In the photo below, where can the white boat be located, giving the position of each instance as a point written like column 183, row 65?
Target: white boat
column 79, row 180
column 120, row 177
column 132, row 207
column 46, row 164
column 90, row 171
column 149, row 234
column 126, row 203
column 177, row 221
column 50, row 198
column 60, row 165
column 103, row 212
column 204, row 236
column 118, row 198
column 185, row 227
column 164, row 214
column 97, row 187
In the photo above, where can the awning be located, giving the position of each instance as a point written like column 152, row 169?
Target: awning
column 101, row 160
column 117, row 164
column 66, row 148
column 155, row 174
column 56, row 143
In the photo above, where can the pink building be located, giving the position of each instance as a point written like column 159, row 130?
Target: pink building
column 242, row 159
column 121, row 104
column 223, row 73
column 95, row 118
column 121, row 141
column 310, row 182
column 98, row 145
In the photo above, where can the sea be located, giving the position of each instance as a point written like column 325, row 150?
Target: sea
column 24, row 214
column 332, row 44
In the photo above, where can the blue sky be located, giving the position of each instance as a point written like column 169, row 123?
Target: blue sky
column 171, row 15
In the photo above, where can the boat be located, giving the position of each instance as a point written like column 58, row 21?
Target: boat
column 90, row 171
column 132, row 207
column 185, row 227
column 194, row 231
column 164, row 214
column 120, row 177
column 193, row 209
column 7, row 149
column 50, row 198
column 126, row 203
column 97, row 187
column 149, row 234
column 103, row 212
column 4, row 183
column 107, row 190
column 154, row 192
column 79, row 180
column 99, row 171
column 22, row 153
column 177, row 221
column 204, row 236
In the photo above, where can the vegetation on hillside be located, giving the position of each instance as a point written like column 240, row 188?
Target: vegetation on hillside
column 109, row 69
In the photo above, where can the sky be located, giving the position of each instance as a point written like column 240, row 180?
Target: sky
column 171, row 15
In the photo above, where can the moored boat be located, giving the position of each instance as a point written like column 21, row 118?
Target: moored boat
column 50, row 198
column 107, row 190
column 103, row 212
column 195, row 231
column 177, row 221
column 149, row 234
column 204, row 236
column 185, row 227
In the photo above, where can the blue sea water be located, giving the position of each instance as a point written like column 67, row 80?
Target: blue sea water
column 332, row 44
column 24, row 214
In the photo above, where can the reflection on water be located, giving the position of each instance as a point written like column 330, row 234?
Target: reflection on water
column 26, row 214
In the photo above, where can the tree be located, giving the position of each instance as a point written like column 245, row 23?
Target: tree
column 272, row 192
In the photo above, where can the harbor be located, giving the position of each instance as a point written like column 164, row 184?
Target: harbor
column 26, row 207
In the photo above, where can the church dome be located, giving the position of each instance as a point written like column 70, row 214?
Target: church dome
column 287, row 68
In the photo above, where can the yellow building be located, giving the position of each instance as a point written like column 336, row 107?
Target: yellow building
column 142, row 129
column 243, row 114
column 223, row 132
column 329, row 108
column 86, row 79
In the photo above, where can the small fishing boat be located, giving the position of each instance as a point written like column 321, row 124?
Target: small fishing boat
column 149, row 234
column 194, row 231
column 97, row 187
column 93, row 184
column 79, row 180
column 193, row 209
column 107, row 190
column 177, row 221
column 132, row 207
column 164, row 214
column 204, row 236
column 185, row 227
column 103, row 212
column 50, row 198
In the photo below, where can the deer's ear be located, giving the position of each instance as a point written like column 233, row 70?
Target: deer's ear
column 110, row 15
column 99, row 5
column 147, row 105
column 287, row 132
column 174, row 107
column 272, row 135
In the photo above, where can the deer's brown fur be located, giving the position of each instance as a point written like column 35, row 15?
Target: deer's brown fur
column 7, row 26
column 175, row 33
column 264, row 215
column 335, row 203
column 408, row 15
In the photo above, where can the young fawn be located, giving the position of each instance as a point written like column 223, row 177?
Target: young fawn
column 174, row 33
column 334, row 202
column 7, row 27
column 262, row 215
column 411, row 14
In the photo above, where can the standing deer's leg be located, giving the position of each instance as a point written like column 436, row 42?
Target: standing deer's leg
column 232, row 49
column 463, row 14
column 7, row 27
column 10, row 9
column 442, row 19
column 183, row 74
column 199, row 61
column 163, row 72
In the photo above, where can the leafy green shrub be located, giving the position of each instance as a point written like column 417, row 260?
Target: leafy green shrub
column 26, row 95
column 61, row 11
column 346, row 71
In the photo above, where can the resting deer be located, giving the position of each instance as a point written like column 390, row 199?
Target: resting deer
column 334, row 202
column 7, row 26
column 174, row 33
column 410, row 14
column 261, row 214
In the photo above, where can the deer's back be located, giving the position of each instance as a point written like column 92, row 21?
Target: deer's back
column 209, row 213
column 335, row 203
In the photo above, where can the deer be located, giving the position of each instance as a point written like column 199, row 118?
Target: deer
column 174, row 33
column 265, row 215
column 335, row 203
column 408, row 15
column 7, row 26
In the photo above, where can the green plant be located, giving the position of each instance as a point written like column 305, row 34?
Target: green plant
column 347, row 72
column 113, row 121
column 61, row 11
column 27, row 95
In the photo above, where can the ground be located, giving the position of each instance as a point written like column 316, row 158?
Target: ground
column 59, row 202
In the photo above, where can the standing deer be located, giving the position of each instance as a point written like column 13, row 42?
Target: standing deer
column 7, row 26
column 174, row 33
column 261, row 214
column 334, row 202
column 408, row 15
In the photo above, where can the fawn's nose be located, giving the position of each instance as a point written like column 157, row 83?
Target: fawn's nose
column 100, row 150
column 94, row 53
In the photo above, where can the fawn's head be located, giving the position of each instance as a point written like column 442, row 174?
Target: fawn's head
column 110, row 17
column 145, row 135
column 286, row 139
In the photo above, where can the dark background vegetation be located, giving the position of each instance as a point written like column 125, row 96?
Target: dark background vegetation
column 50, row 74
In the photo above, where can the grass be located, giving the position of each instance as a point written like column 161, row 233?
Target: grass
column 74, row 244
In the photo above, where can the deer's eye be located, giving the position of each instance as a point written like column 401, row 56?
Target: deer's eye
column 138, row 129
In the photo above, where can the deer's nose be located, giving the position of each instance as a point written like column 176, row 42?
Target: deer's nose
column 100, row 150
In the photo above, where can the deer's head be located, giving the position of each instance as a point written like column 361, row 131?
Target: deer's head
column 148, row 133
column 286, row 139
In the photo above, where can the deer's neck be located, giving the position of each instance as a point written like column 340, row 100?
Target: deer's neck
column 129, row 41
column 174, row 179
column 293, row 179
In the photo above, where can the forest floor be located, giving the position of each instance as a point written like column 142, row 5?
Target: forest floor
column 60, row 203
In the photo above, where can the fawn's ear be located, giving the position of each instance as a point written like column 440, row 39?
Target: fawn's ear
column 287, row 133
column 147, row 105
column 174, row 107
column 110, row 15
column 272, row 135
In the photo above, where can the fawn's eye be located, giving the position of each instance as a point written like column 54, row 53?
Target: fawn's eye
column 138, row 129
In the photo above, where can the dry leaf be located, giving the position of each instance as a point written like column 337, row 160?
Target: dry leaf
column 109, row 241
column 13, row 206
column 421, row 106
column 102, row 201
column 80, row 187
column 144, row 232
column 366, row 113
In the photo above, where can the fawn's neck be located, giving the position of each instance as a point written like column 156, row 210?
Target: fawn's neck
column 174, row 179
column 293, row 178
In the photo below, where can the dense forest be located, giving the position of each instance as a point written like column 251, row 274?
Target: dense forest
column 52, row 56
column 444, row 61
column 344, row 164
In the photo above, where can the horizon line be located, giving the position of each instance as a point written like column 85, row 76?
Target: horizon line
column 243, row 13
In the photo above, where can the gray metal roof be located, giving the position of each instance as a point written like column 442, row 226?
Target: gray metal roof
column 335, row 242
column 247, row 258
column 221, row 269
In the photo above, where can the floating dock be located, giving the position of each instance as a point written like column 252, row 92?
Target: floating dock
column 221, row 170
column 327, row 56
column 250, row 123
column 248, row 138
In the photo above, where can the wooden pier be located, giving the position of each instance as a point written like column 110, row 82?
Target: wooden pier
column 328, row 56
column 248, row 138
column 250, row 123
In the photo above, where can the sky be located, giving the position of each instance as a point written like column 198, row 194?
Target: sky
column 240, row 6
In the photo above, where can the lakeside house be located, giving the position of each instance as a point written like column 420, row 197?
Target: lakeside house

※ ※ ※

▶ [Your goal]:
Arrange everything in the records from the line containing "In the photo above, where can the awning" down to the line containing "column 56, row 143", both ends included, as a numbered list with blank lines left out.

▶ [The solution]:
1. In the photo above, where can the awning be located, giving the position of each instance as a point written like column 152, row 169?
2. Target: awning
3. column 101, row 160
4. column 117, row 164
5. column 66, row 148
6. column 155, row 174
7. column 56, row 143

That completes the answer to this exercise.